All entries should be output exactly as they stand.

→ **PROVIDED DATA**:
──────────────────────────────

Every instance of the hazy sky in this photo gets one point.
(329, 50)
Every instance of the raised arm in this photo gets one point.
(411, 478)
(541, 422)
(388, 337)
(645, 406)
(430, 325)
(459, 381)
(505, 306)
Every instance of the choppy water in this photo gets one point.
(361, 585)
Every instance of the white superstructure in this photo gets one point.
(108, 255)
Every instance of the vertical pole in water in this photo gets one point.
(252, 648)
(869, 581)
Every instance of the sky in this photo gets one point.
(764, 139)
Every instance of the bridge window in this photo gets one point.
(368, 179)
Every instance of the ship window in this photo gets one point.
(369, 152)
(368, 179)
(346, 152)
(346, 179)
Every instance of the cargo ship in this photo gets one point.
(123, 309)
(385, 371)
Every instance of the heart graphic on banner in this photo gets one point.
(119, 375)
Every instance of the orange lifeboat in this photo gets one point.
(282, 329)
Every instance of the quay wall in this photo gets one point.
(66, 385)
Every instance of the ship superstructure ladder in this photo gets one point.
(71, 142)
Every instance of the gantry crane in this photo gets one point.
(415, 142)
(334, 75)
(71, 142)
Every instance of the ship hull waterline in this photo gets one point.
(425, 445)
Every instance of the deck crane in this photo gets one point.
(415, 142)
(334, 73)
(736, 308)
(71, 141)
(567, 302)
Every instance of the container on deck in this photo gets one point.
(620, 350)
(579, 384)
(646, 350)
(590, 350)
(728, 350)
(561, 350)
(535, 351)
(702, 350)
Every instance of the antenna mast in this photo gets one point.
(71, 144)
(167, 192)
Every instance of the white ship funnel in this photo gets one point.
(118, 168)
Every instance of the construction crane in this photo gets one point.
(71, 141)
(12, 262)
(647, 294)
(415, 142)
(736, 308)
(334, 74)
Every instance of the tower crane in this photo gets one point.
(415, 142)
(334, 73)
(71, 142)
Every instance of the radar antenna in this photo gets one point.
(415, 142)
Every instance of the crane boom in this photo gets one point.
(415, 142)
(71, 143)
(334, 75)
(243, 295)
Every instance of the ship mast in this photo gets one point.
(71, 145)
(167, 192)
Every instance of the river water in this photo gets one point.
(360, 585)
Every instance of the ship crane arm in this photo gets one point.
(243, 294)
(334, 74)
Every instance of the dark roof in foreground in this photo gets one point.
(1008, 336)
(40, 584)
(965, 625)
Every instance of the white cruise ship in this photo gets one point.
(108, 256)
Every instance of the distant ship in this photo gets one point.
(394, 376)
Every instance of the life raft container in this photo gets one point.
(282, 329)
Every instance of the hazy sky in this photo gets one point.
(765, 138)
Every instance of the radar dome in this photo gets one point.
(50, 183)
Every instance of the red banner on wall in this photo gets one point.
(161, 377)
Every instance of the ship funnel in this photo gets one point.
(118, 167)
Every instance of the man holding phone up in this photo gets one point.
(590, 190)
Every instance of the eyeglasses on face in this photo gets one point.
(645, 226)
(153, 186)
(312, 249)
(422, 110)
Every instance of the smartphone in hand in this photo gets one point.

──────────────────────────────

→ **SOLUTION TO THIS PROBLEM**:
Every instance of the hazy sky in this photo gets one point.
(329, 50)
Every instance of the raised arm in this photo gets one point.
(411, 478)
(541, 422)
(388, 337)
(645, 406)
(430, 325)
(459, 381)
(505, 306)
Every instance of the choppy water in this photo gets one point.
(361, 585)
Every instance of the white superstructure in this photo gets one point.
(108, 255)
Every instance of the vertical pole in water in this photo gets one point.
(252, 648)
(869, 581)
Every instance of the sky in this photo gets one point.
(764, 139)
Every instance of the bridge window in this photo gets one point.
(368, 179)
Every instance of the ship window in this photo gets one point.
(369, 152)
(368, 179)
(346, 152)
(346, 179)
Every instance of the cargo ship in this photo gets one point.
(123, 309)
(385, 371)
Every instance of the heart graphic on banner in this photo gets one point.
(119, 375)
Every instance of the orange lifeboat in this photo gets one point.
(282, 329)
Every instance of the quay wall in this photo gets one point.
(66, 385)
Every instance of the ship superstructure ladder in this photo gets one point.
(71, 142)
Every instance of the gantry crane in this photo gets one point.
(415, 142)
(334, 75)
(71, 142)
Every instance of the ship hull waterline in this photo gets one point.
(425, 445)
Every instance of the deck crane in this photo gets one point.
(415, 142)
(334, 73)
(736, 308)
(71, 141)
(567, 302)
Every instance of the container on deck in this photo gets one point.
(620, 350)
(579, 384)
(646, 350)
(590, 350)
(728, 350)
(561, 350)
(535, 351)
(702, 350)
Every instance of the antenna mast in this photo gets one point.
(71, 144)
(167, 192)
Every instance of the white ship funnel in this photo gets one point.
(118, 168)
Every instance of the construction crane in this photo gets one point.
(71, 141)
(12, 262)
(647, 294)
(415, 142)
(736, 308)
(334, 74)
Every instance of the tower crane in this photo gets one point.
(415, 142)
(334, 73)
(71, 142)
Every instance of the radar antenna in this photo gets one point.
(415, 142)
Every instance of the crane boom in this photo gets one point.
(415, 142)
(71, 143)
(334, 75)
(243, 295)
Every instance of the ship mast in this photo gets one point.
(71, 145)
(167, 192)
Every instance of the river water in this photo gets one point.
(360, 585)
Every instance of the ship crane arm in this photo gets one point.
(243, 294)
(334, 74)
Every instance of the dark roof in foreground in this photo gets one point.
(1008, 336)
(40, 584)
(965, 625)
Every instance of the white cruise ship in this photo gets one point.
(108, 256)
Every instance of the distant ship in this photo gets one point.
(394, 376)
Every instance of the life raft container in this photo gets one point.
(282, 329)
Every instance of the hazy sky in this photo gets one point.
(765, 138)
Every instance of the radar dome in this photo gets one point.
(50, 183)
Every instance of the red banner on wall in this photo gets one point.
(161, 377)
Every instance of the ship funnel in this photo gets one point.
(118, 167)
Every instance of the man holding phone up in this photo gets one point.
(590, 190)
Every instance of the eyeglasses on face in this photo gets one point.
(645, 226)
(153, 186)
(312, 249)
(422, 110)
Every instance of the smartphone in hand in this photo gets one point.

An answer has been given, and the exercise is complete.